• [Page text]
************
What Addiction is Like for Philip Seymour Hoffman & Many Others

A few weeks ago we wrote about Philip Seymour Hoffman’s death and the media frenzy spawned ill informed comments about addiction and his death. Last week an article published in the New York Times entitled “Truth and Prize Emerge From Lies About Hoffman” interviewed Hoffman’s friend, David Bar Katz, who shed a more realistic light on Hoffman’s addiction and the disease in general.

Mr. Katz relayed some details about the night of Hoffman’s death, saying he had invited him over to watch the Knicks game, “The fact that he wanted me to come over for the Knick game meant that he did not want to be doing the drugs, because he never did them in my presence,” he said. Katz  is right – one of the most common traits of addicts in active addiction is isolation. At our addiction rehab, clients share their anecdotes about being alone and isolated at the end, doing their drugs alone and often not socializing because they wouldn’t be able to use substances how they wanted to. This is the case for most addicts – from food addicts who binge alone late at night to alcoholics who prefer their poison at home rather than with others at a bar. For many coming out of this isolation into rehab centers, it takes a while to get their social and communication skills back.

Shedding more light on the reality of Hoffman’s addiction, Mr. Katz also relayed, “Hoffman once said to me, ‘Addiction is when you do the thing you really, really most don’t want to be doing.’ He was rigorously sober and had an awful relapse.” Hoffman’s explanation of addiction here is one of the best portrayals of what addiction is like, and a good way to depict addiction to the non-addict.
************
• [Dataset extract]

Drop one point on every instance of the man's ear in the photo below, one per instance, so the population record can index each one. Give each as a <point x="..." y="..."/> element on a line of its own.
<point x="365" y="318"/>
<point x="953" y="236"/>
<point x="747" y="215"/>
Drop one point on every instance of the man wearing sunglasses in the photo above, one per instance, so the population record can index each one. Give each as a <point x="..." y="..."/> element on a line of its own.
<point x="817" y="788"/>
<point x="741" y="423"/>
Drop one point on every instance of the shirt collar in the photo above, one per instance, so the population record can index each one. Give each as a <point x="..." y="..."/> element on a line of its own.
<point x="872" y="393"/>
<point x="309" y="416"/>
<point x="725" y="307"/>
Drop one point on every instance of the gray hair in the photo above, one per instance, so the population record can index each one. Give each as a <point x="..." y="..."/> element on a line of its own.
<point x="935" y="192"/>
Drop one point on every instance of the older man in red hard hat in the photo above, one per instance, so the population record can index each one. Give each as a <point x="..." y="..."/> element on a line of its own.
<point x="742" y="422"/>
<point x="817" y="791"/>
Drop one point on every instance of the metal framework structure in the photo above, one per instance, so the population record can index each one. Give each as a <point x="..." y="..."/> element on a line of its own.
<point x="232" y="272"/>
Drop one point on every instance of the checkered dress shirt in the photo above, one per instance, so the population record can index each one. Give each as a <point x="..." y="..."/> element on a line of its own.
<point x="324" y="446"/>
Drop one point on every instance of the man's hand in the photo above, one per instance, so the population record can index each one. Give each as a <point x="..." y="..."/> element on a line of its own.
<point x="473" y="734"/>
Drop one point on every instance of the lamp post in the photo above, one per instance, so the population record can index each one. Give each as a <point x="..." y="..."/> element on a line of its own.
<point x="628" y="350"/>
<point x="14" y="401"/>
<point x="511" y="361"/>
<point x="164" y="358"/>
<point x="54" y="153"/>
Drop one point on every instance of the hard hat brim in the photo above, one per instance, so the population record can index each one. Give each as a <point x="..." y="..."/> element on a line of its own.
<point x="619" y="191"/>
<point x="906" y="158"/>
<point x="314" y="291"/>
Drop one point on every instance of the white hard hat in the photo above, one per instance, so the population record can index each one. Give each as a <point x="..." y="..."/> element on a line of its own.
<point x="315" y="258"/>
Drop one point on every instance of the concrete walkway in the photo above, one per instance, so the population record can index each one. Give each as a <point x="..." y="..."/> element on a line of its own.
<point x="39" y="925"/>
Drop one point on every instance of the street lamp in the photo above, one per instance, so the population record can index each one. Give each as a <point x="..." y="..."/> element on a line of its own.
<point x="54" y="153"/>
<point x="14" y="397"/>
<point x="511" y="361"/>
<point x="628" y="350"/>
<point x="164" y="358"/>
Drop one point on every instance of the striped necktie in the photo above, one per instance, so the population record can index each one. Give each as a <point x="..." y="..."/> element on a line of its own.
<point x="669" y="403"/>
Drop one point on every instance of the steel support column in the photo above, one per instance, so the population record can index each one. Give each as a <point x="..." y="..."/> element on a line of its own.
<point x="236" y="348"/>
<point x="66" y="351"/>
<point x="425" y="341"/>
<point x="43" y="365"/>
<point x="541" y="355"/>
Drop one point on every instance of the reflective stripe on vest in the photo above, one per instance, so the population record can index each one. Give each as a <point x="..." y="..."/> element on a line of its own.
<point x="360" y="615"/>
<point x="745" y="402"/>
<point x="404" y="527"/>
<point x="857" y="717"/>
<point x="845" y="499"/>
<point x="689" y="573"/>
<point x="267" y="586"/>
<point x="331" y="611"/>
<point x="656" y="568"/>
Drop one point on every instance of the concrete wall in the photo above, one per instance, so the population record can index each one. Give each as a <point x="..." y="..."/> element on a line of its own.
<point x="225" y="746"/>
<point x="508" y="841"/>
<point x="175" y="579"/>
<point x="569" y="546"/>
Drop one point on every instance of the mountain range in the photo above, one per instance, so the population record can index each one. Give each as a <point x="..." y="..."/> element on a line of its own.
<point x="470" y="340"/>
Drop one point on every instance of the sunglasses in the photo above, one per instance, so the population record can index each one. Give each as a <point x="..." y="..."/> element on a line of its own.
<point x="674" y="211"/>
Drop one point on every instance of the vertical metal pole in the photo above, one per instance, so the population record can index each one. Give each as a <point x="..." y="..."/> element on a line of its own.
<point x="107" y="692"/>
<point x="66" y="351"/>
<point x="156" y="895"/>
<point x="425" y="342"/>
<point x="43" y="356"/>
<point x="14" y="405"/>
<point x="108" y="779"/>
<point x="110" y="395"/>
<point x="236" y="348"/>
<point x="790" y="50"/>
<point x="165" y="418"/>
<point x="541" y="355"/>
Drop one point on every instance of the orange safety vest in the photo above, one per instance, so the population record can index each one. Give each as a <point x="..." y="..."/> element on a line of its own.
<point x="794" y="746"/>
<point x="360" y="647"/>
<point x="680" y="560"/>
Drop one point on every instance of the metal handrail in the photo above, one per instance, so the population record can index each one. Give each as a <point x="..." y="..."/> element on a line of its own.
************
Reproduce word for word the stretch of the Hoffman addiction article from "Shedding more light" through "to the non-addict.".

Shedding more light on the reality of Hoffman’s addiction, Mr. Katz also relayed, “Hoffman once said to me, ‘Addiction is when you do the thing you really, really most don’t want to be doing.’ He was rigorously sober and had an awful relapse.” Hoffman’s explanation of addiction here is one of the best portrayals of what addiction is like, and a good way to depict addiction to the non-addict.